Given text:
• • • •
Studio album by Grandmaster Flash
- Released: April 7, 1987
- Genre: Hip-hop
- Labels: Elektra 60723
- Producers: Gordon Anderson Brian "Chuck" New Larry Smith

Grandmaster Flash chronology
| The Source (1986) | Ba-Dop-Boom-Bang (1987) | On the Strength (1988) |

= Ba-Dop-Boom-Bang =

Ba-Dop-Boom-Bang is the fifth album released by Grandmaster Flash. It was released in 1987 on Elektra records. The cassette version was titled Ba-Dop-Boom-Bang...And More and the CD version was titled Ba-Dop-Boom-Bang...And Even More – each containing bonus tracks that were not on the original vinyl.

European pressings of the album misprinted the title of the track "All Wrapped Up" as "All Rapped Up".

It was reissued in the US on CD in 2005 by Collectors' Choice Music. This release reverted to the original vinyl track listing and omitted any additional tracks. The booklet also removed the printed credits and lyrics and replaced them with a new essay by Peter Relic. It also repeated the artwork mistake made to the track listing that initially appeared on the European pressings of the original LP and made an additional one (*).

Professional ratings
Review scores
| Source | Rating |
| AllMusic | Star |

== Track listing ==

===1987 vinyl release – Elektra (60723-1) ===
Side 1
1. "Ain't We Funkin' Now" – 0:59
2. "U Know What Time it Is" – 3:23
3. "Underarms" – 3:09
4. "Kid Named Flash" – 3:58
5. "Get Yours" – 3:34
6. "Them Jeans" – 3:16
7. "We Will Rock You" – 2:46

Side 2
1. "All Wrapped Up" – 3:16
2. "Tear the Roof Off" – 2:29
3. "Big Black Caddy" – 4:03
4. "House that Rocked" – 4:00
5. "Bus Dis (Wooo)" – 3:07
6. "I am Somebody" – 3:34
7. "Ain't We Funkin' Now" – 1:20

=== 1987 CD release – Elektra (60723-2) ===
1. "Ain't We Funkin' Now" – 0:59
2. "U Know What Time it Is" – 3:23
3. "Underarms" – 3:09
4. "Kid Named Flash" – 3:58
5. "Get Yours" – 3:34
6. "Them Jeans" – 3:16
7. "We Will Rob You" – 2:46 (**)
8. "All Wrapped Up" – 3:16
9. "Tear the Roof Off" – 2:29
10. "Big Black Caddy" – 4:03
11. "House that Rocked" – 4:00
12. "Bus Dis (Wooo)" – 3:07
13. "I am Somebody" – 3:34
14. "U Know What Time It Is" (Extended Version) – 3:52
15. "Big Black Caddy" (Extended Version) – 4:54
16. "Ain't We Funkin' Now" (Extended Version) – 3:44
17. "All Wrapped Up" (Extended Version) – 5:06
18. "Kid Named Flash" (Extended Version) – 4:58

===1987 cassette release – Elektra (60723-4) ===
Side A
1. "Ain't We Funkin' Now"
• • • •
Data segment:
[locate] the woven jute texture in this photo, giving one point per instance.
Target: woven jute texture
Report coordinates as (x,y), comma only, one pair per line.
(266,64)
• • • •
Exercise instructions:
• 1. In the Ba-Dop-Boom-Bang article, which label reissued the album on CD in the US in 2005?
• 2. Turn the paragraph of the Ba-Dop-Boom-Bang article that begins "Ba-Dop-Boom-Bang is the fifth album" into a short bulleted list that keeps its main facts.
• 3. Pick up the Ba-Dop-Boom-Bang article after its last line and write the next part.

Responses to the tasks:
• 1. Collectors' Choice Music.

• 2.
- Grandmaster Flash's fifth album, released in 1987 on Elektra
- Cassette version titled Ba-Dop-Boom-Bang...And More
- CD version titled Ba-Dop-Boom-Bang...And Even More
- Both versions include bonus tracks not on the original vinyl

• 3.
2. "U Know What Time It Is"
3. "Underarms"
4. "Kid Named Flash"
5. "Get Yours"
6. "Them Jeans"
7. "We Will Rock You"
8. "She's Just A Tease / Ain't We Funkin' Now"

Side B
1. "All Wrapped Up"
2. "Tear The Roof Off"
3. "Big Black Caddy"
4. "House That Rocked"
5. "Bus Dis (Wooo)"
6. "I Am Somebody"
7. "Ain't We Funkin' Now / We Will Rob You"

=== 2005 CD reissue – Collectors' Choice Music (CCM-584-2) ===
1. "Ain't We Funkin' Now" – 0:59
2. "U Know What Time it Is" – 3:23
3. "Underarms" – 3:09
4. "Kid Named Flash" – 3:58
5. "Get Yours" – 3:34
6. "Them Jeans" – 3:16
7. "We Will Rob You" – 2:46 (**)
8. "All Wrapped Up" – 3:16
9. "Tear the Roof Off" – 2:29
10. "Big Black Caddy" – 4:03
11. "House that Rocked" – 4:00
12. "Bus Dis (Wooo)" – 3:07
13. "I am Somebody" – 3:34
14. "Ain't We Funkin' Now" – 1:20

== Notes ==
(*) The rear of the 2005 CD reissue again lists "All Wrapped Up" as "All Rapped Up" and additionally "Bus Dis (Wooo)" as "Bus Dis (Wood)."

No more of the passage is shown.